Which lines in the records below contain the string "hoodie" in exactly that case? Pick out each such line and copy it.

◇ ◇ ◇ ◇ ◇ ◇ ◇

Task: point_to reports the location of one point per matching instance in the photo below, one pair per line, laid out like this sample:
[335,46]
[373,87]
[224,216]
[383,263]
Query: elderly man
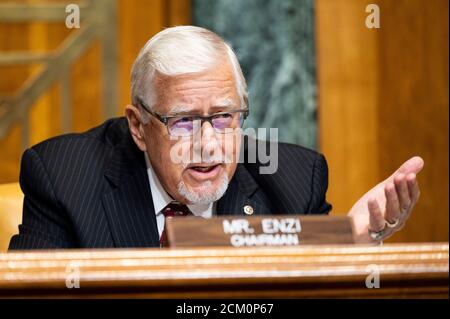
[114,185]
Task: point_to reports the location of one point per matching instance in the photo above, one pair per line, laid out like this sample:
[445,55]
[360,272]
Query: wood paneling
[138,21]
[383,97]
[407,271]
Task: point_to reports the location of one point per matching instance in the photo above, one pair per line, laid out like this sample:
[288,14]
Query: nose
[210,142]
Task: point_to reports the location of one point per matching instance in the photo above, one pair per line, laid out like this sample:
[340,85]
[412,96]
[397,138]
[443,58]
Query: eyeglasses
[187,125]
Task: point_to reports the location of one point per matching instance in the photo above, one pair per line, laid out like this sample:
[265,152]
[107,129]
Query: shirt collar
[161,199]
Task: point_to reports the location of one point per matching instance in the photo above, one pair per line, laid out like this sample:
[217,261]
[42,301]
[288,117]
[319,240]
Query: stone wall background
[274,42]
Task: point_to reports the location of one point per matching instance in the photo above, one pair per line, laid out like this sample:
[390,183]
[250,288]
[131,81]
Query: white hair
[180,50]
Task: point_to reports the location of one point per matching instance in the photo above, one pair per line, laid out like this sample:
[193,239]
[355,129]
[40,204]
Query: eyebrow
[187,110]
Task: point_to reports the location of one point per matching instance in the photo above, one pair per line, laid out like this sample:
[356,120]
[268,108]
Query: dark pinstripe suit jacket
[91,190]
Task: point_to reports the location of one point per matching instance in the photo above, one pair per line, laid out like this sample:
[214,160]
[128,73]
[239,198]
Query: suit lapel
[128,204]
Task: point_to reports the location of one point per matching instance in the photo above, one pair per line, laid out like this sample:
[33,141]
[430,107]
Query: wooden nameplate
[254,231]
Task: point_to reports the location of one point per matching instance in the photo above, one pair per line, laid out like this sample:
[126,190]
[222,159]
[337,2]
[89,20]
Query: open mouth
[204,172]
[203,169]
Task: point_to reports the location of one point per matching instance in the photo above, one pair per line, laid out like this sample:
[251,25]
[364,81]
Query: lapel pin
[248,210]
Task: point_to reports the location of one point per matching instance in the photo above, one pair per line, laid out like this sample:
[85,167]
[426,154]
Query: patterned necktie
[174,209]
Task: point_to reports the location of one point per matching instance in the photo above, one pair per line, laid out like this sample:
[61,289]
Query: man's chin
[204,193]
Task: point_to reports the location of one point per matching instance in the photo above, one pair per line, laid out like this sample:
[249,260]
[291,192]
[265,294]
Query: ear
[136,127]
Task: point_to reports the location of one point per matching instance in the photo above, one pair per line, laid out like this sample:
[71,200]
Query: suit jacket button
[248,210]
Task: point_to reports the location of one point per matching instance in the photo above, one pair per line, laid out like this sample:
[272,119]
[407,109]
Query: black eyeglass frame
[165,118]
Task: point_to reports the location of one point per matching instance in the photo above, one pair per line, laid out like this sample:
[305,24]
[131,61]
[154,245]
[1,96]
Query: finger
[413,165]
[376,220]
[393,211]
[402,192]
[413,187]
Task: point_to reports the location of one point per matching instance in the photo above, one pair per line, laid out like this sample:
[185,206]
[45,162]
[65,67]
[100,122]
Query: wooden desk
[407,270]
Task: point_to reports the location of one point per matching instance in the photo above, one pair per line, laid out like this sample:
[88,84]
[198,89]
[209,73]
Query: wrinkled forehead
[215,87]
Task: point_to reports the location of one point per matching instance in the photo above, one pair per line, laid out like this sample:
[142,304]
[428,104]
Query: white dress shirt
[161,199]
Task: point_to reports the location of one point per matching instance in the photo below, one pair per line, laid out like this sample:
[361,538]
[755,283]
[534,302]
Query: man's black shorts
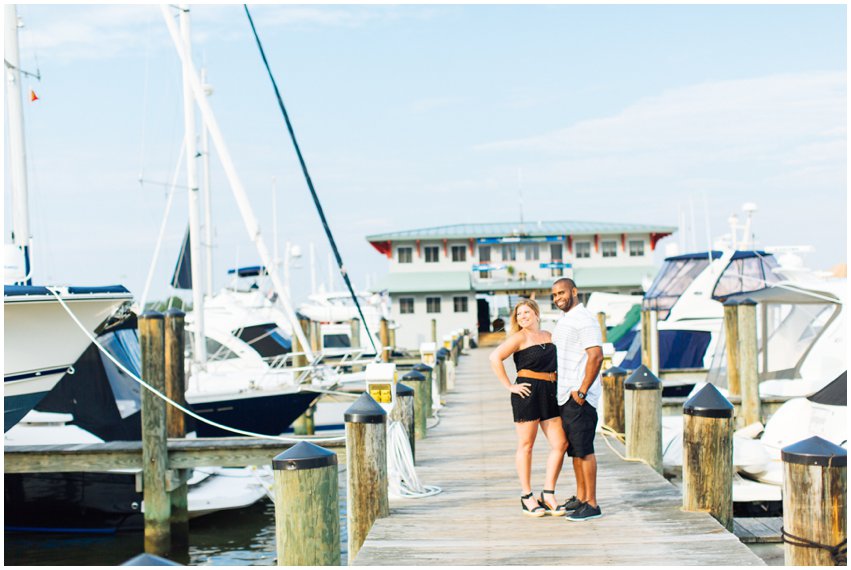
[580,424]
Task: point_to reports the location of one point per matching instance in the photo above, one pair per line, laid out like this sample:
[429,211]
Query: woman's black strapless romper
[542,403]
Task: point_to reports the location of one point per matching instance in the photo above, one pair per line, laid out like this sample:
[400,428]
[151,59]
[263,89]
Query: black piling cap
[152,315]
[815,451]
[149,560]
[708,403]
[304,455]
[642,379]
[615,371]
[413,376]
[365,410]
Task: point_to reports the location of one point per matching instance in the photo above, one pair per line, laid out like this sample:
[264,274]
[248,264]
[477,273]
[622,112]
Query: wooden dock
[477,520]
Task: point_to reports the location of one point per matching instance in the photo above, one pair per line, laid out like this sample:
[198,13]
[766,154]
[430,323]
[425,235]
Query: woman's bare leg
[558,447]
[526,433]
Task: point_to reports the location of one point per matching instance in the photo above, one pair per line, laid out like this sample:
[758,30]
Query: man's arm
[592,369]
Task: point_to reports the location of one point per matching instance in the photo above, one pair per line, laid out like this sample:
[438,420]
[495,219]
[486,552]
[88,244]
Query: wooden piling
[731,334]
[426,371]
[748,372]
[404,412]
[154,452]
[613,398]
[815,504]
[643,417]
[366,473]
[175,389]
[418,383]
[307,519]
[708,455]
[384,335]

◇ ◇ ◇ ◇ ◇ ◇ ◇

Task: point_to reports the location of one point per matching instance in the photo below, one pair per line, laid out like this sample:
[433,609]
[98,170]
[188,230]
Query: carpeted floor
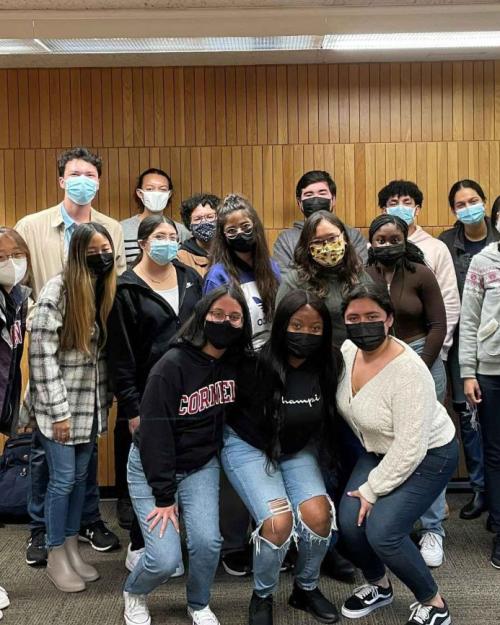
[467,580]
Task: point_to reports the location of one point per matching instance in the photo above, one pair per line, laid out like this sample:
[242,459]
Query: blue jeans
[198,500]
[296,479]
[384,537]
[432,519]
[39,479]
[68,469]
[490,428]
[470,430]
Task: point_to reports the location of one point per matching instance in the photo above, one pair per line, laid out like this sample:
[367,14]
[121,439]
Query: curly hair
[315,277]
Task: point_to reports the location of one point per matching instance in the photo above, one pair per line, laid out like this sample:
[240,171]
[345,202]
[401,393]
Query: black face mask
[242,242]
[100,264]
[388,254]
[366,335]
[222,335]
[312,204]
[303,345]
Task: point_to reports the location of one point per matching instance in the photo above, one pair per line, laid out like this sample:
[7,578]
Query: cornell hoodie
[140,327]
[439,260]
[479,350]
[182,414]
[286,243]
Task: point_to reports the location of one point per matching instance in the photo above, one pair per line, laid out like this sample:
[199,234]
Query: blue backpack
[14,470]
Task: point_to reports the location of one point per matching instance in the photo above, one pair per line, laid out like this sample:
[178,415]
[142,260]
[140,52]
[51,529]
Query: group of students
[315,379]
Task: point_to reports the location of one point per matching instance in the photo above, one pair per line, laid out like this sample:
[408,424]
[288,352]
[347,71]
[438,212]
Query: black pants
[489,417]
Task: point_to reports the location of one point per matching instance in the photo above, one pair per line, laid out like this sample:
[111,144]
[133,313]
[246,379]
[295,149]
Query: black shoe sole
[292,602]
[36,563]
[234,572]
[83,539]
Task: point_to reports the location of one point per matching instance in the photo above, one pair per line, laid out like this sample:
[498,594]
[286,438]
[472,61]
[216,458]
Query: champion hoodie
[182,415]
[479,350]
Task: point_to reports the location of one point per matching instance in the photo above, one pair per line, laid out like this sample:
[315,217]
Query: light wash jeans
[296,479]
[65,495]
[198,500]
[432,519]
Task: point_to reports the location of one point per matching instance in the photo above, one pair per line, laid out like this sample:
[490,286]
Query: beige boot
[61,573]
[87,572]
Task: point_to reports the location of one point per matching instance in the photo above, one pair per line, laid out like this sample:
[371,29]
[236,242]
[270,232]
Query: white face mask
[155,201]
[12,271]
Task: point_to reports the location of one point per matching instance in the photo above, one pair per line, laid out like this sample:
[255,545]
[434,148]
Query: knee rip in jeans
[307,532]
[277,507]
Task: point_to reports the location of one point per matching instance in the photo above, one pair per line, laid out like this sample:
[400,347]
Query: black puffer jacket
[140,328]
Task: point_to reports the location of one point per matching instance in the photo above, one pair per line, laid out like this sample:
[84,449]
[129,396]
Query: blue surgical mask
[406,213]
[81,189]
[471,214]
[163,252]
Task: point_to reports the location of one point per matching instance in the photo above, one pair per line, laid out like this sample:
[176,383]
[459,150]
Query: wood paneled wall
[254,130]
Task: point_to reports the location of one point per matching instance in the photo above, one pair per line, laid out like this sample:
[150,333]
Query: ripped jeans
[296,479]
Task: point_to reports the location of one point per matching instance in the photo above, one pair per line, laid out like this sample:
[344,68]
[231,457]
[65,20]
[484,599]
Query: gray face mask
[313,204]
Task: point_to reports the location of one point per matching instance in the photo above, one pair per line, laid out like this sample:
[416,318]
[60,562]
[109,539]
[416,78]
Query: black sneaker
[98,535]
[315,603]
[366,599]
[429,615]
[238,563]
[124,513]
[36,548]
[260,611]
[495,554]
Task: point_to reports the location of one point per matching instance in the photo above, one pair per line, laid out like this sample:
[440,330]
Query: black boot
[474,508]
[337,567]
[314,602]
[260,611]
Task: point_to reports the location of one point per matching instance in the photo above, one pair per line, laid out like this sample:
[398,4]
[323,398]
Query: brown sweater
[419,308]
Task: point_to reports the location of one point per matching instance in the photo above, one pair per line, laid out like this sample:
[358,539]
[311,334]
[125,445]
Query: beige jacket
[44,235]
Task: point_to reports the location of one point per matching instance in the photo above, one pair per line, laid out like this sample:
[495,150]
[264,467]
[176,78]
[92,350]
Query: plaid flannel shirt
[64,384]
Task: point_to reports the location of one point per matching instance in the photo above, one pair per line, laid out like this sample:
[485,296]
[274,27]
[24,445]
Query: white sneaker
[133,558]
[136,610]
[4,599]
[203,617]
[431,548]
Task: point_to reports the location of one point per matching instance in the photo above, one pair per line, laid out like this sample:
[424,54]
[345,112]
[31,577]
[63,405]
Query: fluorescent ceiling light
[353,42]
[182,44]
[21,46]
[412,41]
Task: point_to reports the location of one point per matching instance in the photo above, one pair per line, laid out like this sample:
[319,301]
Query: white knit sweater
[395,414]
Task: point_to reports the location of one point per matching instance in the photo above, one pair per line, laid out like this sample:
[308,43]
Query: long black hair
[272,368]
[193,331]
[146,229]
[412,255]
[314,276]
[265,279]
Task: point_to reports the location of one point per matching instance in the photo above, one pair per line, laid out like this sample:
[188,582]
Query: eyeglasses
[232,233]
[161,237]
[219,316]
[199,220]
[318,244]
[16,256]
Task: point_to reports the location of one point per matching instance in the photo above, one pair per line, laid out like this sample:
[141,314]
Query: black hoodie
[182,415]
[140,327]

◇ ◇ ◇ ◇ ◇ ◇ ◇

▶ _EXERCISE SOLUTION_:
Query: cornell hoodie
Query: champion hoodie
Query: black hoodie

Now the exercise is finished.